::: AVAILABLE DATA

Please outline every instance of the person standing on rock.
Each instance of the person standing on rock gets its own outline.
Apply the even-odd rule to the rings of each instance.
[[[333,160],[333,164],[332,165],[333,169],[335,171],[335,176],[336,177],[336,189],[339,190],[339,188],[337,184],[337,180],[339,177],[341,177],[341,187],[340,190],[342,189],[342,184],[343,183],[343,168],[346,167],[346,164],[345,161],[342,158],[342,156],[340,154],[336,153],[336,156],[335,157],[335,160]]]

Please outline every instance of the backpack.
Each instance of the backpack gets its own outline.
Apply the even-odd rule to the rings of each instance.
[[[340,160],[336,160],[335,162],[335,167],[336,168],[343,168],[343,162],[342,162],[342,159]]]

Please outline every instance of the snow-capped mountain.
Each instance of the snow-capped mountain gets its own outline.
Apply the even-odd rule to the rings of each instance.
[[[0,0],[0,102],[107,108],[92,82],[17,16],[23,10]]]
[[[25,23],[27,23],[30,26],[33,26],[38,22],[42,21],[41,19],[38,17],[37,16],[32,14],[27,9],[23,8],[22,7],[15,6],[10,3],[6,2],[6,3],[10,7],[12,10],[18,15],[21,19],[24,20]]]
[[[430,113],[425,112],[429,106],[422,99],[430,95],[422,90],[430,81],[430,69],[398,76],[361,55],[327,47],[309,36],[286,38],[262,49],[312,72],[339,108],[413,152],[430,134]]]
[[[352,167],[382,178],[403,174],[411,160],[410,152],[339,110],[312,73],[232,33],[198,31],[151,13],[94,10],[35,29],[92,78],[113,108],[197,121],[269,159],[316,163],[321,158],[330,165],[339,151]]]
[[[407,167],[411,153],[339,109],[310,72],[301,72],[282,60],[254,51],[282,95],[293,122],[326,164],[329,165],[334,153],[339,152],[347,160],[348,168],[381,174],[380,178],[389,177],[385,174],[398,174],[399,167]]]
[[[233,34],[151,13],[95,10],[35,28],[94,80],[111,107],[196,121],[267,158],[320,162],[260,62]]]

::::::
::: AVAILABLE DATA

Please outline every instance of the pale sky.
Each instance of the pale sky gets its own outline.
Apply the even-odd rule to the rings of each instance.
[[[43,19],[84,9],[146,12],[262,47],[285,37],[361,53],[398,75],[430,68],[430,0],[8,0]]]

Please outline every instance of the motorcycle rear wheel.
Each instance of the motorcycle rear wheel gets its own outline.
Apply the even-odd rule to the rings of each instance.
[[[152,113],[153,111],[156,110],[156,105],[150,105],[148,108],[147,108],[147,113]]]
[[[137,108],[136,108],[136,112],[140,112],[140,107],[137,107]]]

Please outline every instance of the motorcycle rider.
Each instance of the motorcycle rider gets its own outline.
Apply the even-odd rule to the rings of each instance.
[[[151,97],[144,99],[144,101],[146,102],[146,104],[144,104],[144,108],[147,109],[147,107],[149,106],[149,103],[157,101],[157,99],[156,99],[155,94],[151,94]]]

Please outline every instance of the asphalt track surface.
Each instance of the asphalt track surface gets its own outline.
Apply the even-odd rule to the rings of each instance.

::::::
::: AVAILABLE DATA

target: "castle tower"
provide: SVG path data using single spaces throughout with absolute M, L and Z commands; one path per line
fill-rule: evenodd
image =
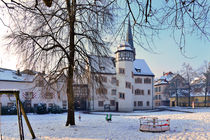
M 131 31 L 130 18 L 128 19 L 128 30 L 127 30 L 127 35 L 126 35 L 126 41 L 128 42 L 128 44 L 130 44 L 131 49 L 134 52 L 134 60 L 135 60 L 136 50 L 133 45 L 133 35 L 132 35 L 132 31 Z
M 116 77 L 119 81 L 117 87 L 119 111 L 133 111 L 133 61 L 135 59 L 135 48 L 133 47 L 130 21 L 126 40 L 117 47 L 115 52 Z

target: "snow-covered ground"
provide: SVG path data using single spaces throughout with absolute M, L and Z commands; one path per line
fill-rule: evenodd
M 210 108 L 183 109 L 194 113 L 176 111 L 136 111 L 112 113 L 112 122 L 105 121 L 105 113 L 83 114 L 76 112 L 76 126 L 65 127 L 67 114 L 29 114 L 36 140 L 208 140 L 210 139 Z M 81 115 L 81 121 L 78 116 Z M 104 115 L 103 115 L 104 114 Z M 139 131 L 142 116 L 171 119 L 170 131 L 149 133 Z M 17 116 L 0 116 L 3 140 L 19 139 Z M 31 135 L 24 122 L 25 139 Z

::::::

Please pick out each line above that contains the word "motorcycle" and copy those lines in full.

Please outline every instance of the motorcycle rear wheel.
Each instance of the motorcycle rear wheel gets its own outline.
Please outline every instance of the motorcycle rider.
Each instance of the motorcycle rider gets its own outline.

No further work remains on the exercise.